§ **Your goal**: Format the part that opens with the line containing "Every instance of the metal" and closes with the line containing "<point>278,633</point>" as a two-column CSV with headers input and output. Give one line per row, with the row's text under input and its answer under output, each in one quoted field with line breaks turned into spaces.

Rows from a dataset:
↓↓↓
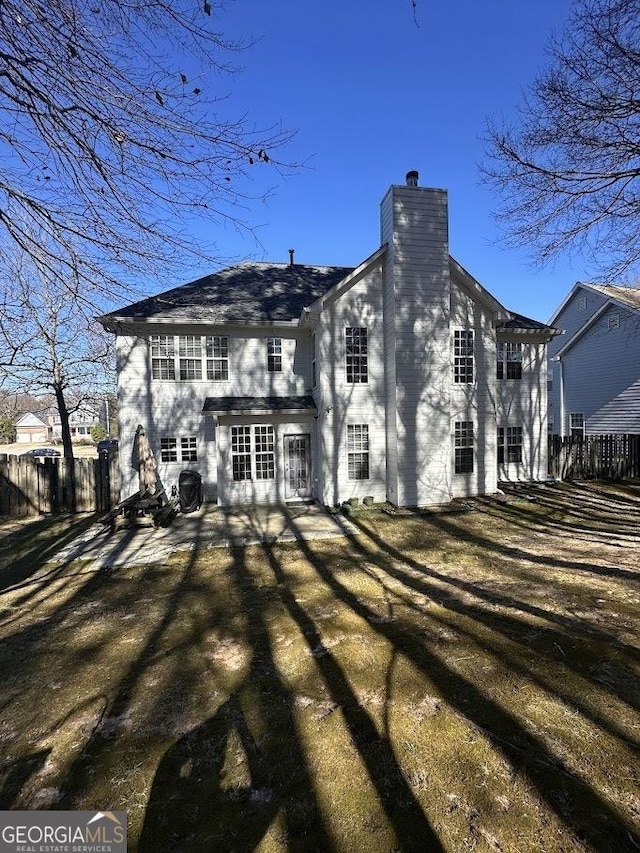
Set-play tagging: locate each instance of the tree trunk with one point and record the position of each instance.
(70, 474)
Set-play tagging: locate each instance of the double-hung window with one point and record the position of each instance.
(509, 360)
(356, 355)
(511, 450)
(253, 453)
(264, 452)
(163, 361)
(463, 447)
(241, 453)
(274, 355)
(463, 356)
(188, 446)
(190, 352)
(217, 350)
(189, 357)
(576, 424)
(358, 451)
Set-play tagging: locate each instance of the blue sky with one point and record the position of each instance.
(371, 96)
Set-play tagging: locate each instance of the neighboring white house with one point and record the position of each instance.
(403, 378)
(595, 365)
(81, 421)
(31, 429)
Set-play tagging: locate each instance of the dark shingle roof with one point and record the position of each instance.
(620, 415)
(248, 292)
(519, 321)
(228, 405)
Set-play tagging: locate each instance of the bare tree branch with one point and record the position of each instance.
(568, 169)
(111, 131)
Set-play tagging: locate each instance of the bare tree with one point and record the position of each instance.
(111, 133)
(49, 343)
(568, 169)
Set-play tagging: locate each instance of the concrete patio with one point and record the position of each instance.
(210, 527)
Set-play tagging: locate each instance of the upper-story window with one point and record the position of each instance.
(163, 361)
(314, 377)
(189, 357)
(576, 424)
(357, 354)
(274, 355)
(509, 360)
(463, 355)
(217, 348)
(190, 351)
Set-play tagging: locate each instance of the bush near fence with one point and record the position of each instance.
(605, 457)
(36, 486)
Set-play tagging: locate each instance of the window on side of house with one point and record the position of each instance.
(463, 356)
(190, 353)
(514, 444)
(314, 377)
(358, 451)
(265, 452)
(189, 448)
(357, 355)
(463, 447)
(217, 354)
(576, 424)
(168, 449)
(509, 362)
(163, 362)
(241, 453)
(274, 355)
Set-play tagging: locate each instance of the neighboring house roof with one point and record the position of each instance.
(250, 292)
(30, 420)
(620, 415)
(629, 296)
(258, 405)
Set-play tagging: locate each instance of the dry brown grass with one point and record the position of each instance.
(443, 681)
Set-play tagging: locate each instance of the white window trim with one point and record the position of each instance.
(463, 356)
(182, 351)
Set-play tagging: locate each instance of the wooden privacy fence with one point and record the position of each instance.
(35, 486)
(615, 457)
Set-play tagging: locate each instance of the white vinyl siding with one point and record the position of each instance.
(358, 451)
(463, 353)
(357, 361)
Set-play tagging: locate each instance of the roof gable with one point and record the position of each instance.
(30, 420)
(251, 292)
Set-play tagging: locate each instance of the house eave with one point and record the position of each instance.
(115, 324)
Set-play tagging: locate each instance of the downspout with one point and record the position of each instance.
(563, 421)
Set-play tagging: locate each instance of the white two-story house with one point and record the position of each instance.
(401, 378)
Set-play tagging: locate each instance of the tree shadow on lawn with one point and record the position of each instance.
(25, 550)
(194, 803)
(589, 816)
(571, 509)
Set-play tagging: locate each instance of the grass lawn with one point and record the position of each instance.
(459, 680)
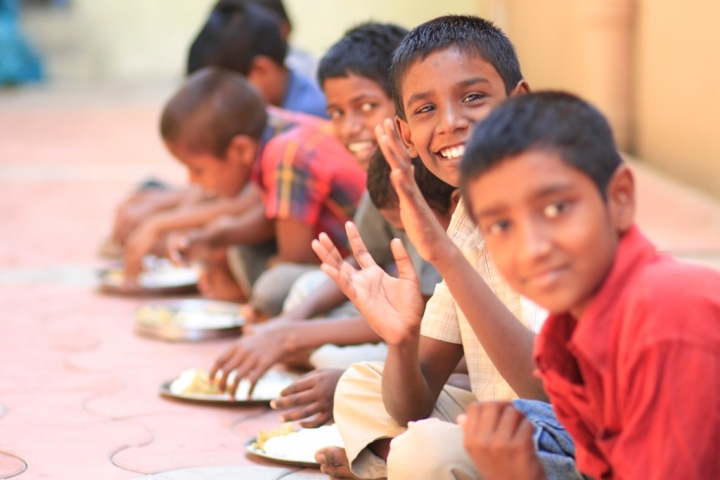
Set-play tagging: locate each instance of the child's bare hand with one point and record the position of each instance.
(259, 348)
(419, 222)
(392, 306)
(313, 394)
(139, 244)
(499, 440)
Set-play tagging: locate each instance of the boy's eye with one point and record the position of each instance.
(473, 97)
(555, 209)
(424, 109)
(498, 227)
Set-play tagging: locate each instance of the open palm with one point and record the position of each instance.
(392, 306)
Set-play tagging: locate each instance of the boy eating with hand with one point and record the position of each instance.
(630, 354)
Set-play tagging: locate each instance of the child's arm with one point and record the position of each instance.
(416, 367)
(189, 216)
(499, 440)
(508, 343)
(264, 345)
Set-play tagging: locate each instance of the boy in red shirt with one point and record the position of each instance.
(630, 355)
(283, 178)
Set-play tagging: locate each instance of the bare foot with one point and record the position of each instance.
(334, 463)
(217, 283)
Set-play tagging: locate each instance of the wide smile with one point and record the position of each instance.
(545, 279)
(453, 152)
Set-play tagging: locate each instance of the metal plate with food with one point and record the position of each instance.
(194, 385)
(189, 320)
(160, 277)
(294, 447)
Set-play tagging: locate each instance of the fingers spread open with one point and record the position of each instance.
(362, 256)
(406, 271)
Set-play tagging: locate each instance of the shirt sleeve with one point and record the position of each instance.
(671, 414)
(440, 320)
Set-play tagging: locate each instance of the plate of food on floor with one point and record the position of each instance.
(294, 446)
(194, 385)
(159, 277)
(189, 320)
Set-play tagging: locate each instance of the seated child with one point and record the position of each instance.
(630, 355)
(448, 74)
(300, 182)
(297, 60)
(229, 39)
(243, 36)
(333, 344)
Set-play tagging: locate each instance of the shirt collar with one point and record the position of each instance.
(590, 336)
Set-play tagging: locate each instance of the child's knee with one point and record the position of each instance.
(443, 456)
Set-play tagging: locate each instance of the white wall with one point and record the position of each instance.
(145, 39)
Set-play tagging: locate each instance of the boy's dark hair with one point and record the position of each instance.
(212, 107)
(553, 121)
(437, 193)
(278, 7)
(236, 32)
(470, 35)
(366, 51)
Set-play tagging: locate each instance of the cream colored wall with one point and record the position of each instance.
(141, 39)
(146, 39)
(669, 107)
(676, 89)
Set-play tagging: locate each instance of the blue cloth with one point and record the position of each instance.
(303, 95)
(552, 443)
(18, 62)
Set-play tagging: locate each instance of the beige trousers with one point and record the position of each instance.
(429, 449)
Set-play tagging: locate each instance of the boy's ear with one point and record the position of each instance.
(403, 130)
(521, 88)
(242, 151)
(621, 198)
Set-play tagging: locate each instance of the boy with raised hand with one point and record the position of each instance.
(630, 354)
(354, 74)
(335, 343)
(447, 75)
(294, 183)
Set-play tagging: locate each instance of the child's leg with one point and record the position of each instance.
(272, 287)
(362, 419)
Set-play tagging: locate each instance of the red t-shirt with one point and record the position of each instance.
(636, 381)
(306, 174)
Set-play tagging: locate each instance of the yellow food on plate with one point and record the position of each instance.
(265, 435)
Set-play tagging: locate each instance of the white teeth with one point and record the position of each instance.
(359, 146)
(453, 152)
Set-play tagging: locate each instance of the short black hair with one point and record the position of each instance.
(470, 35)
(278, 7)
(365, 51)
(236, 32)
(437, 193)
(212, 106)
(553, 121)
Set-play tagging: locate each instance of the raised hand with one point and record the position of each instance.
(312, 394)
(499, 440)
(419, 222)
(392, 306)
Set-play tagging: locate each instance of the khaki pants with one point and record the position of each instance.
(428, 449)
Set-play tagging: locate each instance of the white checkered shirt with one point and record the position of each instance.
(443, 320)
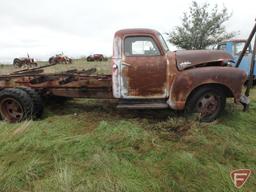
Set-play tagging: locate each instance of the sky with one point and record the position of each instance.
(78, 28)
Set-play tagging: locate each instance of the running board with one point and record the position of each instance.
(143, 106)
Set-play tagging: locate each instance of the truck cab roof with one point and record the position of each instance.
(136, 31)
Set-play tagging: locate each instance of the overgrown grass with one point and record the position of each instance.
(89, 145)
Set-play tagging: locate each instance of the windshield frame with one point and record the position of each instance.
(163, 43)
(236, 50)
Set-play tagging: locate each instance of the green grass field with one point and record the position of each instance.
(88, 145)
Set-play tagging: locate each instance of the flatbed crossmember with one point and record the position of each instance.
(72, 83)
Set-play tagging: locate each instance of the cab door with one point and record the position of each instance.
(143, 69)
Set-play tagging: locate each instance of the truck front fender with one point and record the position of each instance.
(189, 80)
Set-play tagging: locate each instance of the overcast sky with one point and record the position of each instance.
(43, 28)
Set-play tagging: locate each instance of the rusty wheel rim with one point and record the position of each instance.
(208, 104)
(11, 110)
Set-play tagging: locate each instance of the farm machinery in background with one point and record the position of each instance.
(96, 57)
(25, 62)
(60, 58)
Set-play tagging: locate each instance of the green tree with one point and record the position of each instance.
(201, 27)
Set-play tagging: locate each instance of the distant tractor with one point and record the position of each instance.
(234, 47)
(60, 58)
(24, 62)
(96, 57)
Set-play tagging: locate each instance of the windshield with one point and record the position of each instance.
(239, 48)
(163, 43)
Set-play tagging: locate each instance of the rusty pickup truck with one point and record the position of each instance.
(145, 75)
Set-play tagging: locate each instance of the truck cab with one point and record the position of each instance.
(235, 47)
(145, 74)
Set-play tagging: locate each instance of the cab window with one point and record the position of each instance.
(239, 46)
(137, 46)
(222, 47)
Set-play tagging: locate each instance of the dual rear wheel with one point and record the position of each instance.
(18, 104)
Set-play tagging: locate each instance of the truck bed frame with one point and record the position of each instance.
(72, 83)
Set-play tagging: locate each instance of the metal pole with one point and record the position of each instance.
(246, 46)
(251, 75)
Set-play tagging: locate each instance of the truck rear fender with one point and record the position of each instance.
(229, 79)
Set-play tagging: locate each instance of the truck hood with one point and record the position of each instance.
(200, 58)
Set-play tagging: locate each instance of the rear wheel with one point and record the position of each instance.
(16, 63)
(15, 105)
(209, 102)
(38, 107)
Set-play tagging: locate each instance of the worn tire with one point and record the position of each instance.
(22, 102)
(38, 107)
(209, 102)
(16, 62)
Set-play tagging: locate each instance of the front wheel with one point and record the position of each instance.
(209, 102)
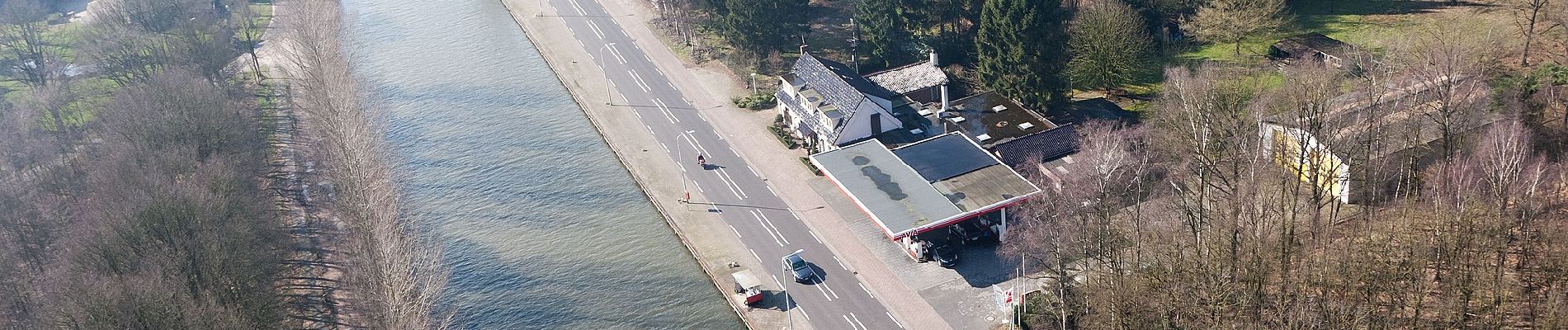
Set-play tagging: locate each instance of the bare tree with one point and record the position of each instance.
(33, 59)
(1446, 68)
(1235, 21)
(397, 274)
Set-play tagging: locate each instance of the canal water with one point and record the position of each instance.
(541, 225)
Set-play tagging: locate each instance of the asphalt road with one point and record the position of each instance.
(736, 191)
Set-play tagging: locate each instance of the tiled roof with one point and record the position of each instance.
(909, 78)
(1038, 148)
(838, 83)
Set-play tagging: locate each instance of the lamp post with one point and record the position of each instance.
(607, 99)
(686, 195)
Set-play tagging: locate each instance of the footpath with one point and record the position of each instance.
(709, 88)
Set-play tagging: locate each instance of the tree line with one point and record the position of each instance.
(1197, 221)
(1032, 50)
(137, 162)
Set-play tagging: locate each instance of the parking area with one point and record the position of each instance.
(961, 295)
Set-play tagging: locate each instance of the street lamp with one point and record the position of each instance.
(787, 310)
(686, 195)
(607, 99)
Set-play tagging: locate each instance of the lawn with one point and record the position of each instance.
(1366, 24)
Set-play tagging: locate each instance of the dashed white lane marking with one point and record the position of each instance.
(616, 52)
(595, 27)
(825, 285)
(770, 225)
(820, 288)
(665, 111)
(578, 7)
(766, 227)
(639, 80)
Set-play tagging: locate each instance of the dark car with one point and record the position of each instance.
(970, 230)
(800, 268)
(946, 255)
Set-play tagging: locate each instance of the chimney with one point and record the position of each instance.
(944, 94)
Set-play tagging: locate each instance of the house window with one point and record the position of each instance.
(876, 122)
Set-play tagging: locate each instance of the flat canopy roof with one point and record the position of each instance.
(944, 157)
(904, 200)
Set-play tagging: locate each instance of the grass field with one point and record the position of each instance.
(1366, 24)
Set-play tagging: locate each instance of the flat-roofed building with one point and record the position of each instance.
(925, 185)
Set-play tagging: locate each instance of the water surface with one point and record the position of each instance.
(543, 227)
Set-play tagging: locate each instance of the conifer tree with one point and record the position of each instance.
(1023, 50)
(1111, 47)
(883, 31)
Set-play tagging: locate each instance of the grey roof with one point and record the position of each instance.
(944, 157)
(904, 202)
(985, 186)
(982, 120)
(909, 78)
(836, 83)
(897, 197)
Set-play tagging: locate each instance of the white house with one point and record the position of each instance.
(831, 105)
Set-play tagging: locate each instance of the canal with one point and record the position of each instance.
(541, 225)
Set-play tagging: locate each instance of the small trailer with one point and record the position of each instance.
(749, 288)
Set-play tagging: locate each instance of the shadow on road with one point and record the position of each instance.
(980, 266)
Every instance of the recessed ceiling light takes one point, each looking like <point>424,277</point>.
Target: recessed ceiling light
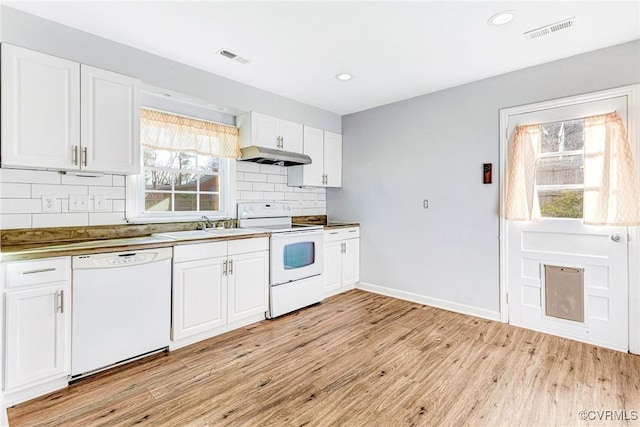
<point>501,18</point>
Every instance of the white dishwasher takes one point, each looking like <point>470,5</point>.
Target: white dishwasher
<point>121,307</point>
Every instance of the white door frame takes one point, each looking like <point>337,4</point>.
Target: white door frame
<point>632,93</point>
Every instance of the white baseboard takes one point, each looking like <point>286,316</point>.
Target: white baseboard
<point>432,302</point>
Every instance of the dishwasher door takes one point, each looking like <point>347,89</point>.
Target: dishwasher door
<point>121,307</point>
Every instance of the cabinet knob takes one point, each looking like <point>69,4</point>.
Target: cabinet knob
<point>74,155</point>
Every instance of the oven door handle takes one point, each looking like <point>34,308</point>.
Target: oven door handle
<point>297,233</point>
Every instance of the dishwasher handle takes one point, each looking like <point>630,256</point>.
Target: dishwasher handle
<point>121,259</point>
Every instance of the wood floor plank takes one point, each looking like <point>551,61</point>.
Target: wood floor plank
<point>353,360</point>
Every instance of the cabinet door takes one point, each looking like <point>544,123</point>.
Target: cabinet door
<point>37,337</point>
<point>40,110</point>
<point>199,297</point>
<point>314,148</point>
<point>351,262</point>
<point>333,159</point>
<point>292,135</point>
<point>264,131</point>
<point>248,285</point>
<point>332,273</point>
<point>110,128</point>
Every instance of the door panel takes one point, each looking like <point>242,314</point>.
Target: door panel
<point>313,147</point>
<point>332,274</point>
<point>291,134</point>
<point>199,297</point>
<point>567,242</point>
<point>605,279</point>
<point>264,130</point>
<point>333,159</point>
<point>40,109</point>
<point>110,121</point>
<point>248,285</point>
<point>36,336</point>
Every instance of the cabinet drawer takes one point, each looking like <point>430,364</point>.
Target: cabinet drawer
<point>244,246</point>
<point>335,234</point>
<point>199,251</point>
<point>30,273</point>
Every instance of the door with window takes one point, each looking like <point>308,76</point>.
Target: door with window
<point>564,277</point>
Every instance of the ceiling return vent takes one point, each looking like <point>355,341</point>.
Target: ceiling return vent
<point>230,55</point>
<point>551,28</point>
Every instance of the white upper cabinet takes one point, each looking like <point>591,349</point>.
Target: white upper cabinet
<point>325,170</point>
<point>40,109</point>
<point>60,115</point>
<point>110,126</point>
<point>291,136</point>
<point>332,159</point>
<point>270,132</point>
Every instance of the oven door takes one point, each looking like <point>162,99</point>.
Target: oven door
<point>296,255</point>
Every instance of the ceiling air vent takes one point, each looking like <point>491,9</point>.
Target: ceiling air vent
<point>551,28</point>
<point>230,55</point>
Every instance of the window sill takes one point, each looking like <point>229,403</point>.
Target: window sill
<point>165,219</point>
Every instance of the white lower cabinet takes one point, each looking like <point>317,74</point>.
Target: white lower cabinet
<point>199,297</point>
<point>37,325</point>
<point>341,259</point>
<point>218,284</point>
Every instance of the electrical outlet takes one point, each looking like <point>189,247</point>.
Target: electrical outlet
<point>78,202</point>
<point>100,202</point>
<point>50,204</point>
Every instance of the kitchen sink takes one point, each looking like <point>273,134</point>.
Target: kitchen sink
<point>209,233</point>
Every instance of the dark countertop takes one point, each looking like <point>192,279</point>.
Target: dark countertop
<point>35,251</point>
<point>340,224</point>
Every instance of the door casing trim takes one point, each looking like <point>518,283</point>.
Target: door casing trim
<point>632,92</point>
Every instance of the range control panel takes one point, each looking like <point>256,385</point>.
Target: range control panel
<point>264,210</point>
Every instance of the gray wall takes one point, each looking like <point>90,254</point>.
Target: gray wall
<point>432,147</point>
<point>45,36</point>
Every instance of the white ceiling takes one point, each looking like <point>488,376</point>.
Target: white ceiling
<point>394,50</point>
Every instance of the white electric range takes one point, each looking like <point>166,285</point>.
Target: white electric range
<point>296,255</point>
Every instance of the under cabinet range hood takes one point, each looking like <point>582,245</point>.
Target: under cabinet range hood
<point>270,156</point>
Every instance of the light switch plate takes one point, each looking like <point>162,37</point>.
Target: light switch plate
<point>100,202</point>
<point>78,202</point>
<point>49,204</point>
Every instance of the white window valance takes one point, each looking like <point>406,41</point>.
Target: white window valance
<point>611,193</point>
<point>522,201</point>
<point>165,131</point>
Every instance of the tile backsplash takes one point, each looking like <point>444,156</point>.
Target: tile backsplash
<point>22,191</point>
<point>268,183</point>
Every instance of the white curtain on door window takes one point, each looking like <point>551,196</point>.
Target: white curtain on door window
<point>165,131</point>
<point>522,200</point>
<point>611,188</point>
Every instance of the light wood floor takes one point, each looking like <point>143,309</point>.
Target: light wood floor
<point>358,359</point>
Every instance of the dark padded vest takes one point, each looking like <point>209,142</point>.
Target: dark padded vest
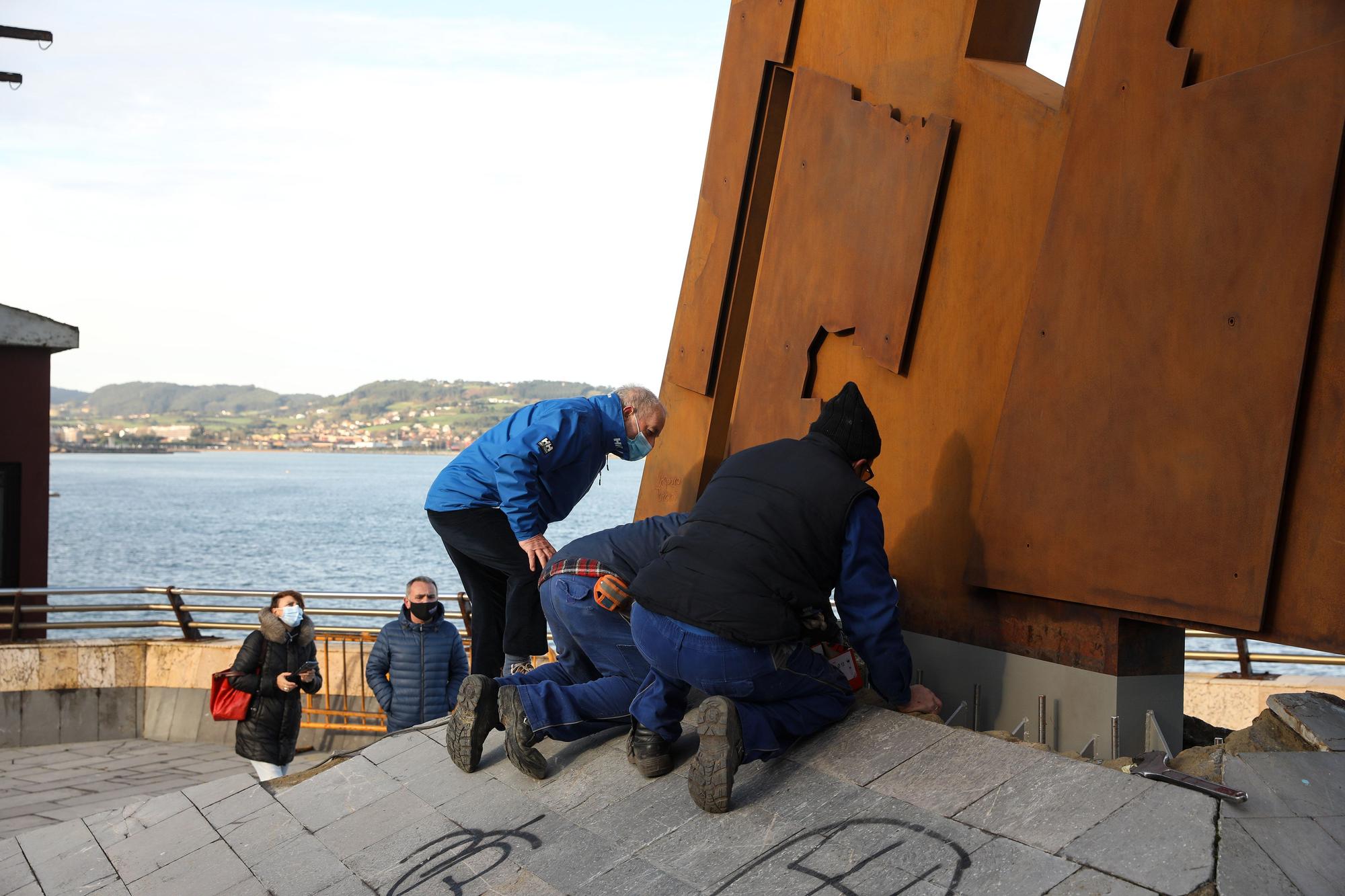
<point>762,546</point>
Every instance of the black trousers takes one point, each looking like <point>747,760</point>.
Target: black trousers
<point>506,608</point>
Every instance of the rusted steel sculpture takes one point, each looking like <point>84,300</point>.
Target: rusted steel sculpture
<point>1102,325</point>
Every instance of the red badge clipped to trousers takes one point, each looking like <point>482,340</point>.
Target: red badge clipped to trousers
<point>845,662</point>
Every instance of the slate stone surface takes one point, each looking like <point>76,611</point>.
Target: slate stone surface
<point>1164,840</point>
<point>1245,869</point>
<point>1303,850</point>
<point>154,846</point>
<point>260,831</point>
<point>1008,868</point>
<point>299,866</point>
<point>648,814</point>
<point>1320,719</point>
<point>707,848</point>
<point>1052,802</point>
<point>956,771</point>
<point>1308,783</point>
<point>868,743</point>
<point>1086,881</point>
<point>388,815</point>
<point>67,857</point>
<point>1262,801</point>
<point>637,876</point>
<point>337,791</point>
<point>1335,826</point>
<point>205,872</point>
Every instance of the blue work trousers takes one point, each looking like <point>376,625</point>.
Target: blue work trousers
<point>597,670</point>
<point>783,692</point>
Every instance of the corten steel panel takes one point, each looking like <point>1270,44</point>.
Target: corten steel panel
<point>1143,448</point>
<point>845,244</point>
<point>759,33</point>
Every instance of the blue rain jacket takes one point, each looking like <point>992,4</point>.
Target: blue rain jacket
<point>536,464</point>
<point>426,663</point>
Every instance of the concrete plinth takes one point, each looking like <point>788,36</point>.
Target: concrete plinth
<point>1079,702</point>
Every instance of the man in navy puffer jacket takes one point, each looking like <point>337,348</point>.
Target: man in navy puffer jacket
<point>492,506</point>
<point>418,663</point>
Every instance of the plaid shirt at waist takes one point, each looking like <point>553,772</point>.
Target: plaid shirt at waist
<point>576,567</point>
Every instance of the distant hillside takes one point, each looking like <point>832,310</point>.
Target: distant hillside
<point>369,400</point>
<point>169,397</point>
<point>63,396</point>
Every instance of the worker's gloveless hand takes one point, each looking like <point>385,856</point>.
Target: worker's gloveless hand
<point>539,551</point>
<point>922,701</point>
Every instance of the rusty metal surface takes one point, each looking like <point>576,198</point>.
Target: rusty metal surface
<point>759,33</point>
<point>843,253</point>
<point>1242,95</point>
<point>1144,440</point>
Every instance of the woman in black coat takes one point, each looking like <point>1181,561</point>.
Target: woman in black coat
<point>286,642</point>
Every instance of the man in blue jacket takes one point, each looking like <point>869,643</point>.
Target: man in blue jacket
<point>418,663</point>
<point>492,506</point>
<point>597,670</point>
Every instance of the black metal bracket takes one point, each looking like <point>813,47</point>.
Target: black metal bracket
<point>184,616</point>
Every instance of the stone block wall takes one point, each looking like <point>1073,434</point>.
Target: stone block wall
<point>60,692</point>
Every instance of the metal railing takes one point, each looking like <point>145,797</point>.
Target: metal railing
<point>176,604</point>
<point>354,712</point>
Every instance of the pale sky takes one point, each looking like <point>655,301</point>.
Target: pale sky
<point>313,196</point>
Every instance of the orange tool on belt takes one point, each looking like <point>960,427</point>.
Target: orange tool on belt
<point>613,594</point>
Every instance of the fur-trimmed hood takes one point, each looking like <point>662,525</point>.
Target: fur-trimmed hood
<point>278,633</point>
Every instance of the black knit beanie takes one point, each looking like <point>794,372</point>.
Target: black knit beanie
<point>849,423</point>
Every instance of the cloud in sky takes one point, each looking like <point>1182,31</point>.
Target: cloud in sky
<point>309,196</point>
↑↑↑
§ **Task output**:
input,output
"Every instance of the metal railing takes one point, each looking like <point>145,797</point>. Target: metal railing","<point>176,604</point> <point>354,712</point>"
"Every instance of the pale sky takes one point, each looking like <point>655,301</point>. Target: pale sky","<point>313,196</point>"
"Every instance of the orange tool on belt takes one point, each looking like <point>960,427</point>. Target: orange tool on belt","<point>613,594</point>"
"Every instance of the fur-trimmed hood takes one point, each looking like <point>662,525</point>. Target: fur-trimmed hood","<point>278,633</point>"